Starting at the line that contains "of the small", transcribe every remaining line of the entries exactly, including the last one.

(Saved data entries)
----

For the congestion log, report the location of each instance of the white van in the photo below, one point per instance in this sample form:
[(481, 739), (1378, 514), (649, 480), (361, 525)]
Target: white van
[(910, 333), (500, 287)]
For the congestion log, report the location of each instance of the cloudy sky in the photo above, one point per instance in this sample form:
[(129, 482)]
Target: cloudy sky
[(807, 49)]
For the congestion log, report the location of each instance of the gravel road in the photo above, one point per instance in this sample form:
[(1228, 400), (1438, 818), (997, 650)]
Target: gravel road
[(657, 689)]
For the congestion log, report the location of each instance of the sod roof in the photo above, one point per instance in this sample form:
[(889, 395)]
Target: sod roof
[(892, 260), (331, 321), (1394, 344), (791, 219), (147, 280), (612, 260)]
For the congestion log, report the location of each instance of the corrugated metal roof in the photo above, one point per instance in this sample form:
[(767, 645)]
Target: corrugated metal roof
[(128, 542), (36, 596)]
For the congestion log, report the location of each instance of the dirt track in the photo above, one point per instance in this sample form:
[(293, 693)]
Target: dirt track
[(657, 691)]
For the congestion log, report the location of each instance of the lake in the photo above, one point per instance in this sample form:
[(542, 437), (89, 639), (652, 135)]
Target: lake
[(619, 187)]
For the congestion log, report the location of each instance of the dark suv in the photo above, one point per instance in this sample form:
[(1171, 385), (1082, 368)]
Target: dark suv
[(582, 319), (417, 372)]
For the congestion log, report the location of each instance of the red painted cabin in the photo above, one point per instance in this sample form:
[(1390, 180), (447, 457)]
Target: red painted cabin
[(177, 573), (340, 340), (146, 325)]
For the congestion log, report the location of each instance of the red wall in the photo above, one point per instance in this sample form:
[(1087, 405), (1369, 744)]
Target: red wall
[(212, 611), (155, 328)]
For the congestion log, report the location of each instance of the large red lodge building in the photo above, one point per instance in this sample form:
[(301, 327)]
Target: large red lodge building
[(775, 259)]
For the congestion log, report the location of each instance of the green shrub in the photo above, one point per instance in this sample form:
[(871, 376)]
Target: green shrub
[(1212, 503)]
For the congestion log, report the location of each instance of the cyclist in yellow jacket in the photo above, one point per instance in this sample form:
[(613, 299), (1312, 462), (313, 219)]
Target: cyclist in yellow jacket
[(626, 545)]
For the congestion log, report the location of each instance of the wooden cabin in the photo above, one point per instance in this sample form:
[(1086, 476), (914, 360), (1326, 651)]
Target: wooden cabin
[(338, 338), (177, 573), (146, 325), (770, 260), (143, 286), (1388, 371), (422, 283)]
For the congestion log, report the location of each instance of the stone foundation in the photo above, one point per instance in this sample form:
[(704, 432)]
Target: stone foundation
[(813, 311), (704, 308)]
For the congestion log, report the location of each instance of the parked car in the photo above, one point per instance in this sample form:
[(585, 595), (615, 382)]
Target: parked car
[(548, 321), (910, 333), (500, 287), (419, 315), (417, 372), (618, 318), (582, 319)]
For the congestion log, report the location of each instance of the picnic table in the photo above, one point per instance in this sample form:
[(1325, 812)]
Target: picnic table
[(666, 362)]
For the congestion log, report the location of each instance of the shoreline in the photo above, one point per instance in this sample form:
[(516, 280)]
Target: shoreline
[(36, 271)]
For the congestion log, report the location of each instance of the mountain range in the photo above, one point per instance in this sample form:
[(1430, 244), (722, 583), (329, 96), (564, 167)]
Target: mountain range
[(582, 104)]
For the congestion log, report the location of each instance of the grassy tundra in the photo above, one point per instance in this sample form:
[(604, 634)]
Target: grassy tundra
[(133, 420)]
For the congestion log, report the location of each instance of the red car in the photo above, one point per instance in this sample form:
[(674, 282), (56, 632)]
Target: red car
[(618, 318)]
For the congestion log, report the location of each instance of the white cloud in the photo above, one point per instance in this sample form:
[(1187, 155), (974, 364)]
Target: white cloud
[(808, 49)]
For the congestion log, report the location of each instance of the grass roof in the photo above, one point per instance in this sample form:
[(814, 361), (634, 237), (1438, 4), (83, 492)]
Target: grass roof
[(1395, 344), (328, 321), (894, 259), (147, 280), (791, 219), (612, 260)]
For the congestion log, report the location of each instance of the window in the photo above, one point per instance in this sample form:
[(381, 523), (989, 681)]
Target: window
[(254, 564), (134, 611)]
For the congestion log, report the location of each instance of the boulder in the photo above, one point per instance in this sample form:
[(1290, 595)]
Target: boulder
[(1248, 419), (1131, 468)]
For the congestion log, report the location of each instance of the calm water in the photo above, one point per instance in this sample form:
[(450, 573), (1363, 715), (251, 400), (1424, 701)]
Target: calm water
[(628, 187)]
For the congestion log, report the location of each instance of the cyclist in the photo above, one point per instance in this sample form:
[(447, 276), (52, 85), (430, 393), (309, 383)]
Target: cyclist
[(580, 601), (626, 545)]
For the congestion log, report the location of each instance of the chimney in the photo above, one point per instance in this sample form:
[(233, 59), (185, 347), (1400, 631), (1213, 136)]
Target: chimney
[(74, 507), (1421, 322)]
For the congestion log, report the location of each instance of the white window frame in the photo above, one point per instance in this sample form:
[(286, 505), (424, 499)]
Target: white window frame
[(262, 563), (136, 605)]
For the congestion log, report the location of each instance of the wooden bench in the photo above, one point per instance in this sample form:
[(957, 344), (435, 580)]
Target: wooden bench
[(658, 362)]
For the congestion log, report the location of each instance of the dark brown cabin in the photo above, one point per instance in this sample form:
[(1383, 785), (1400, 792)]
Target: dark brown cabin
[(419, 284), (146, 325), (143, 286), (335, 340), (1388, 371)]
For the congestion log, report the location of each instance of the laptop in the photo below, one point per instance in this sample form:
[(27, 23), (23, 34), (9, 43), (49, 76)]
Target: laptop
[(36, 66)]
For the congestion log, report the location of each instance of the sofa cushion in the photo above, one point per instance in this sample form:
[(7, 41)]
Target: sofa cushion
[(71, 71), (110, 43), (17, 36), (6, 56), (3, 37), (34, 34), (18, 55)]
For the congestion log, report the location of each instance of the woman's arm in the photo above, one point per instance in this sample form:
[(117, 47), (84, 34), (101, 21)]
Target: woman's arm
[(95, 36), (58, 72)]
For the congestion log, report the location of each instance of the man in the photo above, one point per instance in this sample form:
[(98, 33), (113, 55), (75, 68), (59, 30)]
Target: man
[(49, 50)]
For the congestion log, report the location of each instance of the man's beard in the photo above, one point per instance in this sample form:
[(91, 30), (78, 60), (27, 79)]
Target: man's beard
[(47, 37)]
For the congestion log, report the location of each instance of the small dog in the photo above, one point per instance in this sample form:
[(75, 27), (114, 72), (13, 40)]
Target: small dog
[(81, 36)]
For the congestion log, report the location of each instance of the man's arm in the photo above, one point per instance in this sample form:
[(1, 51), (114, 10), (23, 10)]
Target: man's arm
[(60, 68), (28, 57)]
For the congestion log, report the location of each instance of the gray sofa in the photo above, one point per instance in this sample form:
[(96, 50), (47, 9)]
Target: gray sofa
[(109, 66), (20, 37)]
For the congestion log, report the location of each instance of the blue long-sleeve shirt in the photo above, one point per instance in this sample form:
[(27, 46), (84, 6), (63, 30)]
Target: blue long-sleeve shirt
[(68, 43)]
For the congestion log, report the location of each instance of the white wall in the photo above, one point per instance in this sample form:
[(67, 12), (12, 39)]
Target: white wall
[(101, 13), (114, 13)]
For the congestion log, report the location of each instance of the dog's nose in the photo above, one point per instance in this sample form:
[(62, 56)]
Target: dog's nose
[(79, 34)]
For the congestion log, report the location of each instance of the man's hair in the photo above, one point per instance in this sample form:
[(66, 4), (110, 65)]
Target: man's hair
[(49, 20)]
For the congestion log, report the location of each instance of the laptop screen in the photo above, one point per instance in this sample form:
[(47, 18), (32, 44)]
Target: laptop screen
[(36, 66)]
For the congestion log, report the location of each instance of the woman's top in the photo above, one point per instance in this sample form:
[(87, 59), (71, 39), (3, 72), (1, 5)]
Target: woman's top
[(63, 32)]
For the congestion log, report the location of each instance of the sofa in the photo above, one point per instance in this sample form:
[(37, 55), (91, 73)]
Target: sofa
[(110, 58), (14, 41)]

----

SOLUTION FOR THIS PROBLEM:
For the congestion log, report the location of each instance of the small dog in the photo above, one point per instance in this sample form:
[(75, 27), (114, 72), (13, 40)]
Target: small dog
[(81, 36)]
For the congestion log, report the location of each instance of the man's arm in the photo above, one point per instance in this sample form:
[(1, 51), (114, 10), (23, 10)]
Target: man's arm
[(60, 68), (28, 57)]
For the congestion log, report the location of each instance of the gray sofa in the photo above, one point per instance in this sample form:
[(96, 50), (47, 9)]
Target: gray sofa
[(109, 66), (20, 37)]
For the congestion log, report the location of each instance of the blue long-sleeve shirt in the photo above, one point per instance in this sample form:
[(27, 46), (84, 6), (63, 30)]
Target: blue long-sleeve shirt
[(68, 43)]
For the congestion log, report the location of each instance of the white wall in the photo above, one point per instance in this sample form:
[(67, 12), (12, 39)]
Target: white wall
[(101, 13), (114, 13)]
For the congestion log, report the location of each instance of the dog's nose in the photo above, one point per instance in this sample form:
[(62, 56)]
Target: dog's nose
[(79, 34)]
For the congestion log, report the location of each instance of the man's hair in the photo above, one point per instance in this sample form:
[(66, 4), (110, 65)]
Target: man's hair
[(49, 20)]
For the congestion log, report the location of each instance of the laptop screen in the photo above, one point per instance in this sample form:
[(47, 18), (32, 44)]
Target: laptop screen
[(36, 66)]
For the congestion log, report the location of each instance of the woman's top in the photo above, one point per instance in this sample form:
[(87, 59), (71, 39), (3, 72), (1, 5)]
Target: woman's top
[(63, 32)]
For the congestion log, report the location of each instance of the sofa in the photo above, one point per instance in this sample form:
[(37, 55), (91, 73)]
Target: sofa
[(110, 58), (14, 41)]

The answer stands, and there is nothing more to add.